## YOUR INSTRUCTIONS
In the data that follows, find the line containing "of the willow"; then quote that line and every line after it, exactly, through the last one.

════

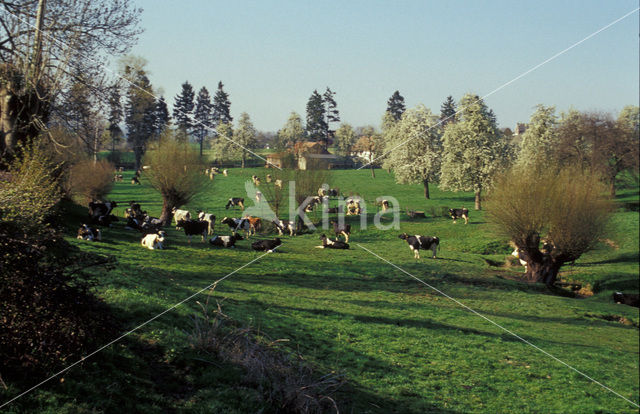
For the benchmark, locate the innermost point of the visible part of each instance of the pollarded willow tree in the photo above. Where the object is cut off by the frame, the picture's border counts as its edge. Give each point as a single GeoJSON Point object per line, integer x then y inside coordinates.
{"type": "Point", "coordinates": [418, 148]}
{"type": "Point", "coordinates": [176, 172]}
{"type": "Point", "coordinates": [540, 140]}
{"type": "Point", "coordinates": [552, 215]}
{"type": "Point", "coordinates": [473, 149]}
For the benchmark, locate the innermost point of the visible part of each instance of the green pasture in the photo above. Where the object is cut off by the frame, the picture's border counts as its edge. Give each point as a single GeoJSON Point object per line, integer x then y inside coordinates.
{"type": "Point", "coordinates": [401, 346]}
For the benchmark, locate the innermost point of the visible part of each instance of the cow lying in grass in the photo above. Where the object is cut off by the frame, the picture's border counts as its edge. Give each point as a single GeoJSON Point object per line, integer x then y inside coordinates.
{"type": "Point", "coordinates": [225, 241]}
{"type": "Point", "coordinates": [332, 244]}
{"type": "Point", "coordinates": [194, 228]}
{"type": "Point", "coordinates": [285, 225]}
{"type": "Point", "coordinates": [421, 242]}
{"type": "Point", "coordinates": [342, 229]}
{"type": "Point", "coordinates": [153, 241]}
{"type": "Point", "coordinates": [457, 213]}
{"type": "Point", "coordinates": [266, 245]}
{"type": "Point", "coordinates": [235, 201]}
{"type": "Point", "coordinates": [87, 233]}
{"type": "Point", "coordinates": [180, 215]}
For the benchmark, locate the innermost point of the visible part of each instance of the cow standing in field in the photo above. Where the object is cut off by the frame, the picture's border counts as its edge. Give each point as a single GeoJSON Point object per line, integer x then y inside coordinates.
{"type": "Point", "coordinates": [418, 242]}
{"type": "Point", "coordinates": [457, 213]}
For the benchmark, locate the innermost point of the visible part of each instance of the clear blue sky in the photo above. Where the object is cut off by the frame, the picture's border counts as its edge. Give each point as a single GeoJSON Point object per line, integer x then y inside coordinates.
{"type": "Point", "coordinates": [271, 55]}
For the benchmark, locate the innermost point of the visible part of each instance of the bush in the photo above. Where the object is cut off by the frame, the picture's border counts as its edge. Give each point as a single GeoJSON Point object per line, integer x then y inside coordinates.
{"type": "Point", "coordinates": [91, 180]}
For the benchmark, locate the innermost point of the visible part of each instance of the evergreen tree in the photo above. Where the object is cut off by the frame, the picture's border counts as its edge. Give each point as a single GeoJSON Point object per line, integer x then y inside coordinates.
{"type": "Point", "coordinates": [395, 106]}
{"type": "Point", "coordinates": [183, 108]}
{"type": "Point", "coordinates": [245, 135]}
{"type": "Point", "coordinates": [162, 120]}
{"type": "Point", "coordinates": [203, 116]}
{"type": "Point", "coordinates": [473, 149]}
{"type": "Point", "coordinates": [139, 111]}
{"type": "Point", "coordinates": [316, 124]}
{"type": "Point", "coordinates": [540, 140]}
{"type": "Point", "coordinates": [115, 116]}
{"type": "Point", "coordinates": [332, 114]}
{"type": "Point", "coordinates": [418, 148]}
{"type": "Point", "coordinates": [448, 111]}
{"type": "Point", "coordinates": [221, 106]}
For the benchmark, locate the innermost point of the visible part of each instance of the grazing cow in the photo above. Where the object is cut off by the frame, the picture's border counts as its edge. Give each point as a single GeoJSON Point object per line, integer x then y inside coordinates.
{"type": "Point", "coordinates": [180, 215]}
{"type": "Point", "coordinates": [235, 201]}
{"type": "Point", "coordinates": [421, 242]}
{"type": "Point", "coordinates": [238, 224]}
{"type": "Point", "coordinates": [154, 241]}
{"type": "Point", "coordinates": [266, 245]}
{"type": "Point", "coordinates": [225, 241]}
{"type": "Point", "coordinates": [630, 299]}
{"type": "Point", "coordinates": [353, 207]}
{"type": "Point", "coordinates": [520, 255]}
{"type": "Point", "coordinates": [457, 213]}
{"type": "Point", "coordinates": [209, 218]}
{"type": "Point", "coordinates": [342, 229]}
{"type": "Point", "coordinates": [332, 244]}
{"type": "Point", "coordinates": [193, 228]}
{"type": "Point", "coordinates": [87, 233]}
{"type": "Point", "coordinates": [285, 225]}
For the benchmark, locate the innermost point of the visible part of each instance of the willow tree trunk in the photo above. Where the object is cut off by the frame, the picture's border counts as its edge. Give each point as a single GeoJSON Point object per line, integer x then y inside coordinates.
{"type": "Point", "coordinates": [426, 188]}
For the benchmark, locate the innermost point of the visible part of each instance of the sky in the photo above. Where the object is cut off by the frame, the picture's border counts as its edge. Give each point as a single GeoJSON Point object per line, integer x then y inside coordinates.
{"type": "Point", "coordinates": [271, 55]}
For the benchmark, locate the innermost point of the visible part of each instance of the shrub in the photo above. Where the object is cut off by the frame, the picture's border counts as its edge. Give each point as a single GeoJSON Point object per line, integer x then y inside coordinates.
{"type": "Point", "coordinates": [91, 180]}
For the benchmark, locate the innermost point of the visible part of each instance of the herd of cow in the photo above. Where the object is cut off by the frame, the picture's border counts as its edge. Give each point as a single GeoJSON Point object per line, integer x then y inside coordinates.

════

## SOLUTION TO THE EXERCISE
For the benchmark, locate the innermost point of the visible part of each instance of the willow tree trunk in the photo above. Where the object is cut off by the frame, the picture's border counts as its edge. Give each point as a single GeoJSON Point object per line, integer x then y inside coordinates.
{"type": "Point", "coordinates": [426, 188]}
For the benchmark, locate the innermost point of the visible part of each instance of the sky in the photo above. Where the object is cut off by the frame, the picture's border counts as its edge. Give each point as a single GeoJSON Point object per line, integer x then y inside coordinates.
{"type": "Point", "coordinates": [271, 55]}
For the benchmark, locate the innermost point of the visible part of each instance of the shrub in the photo above. Where the object is cut off by the frame, the picture's border counts as its edge. Give each point as a single GeoJSON Point object per line, integer x then y inside coordinates.
{"type": "Point", "coordinates": [91, 180]}
For the benchmark, locate the innermost point of the visible part of each instance of the herd of cow in the photo above. Where the object is cut off by the frame, the picture's border counts as its edge. Give each point as a single GeoJSON Point object per line, integer x then y inside coordinates.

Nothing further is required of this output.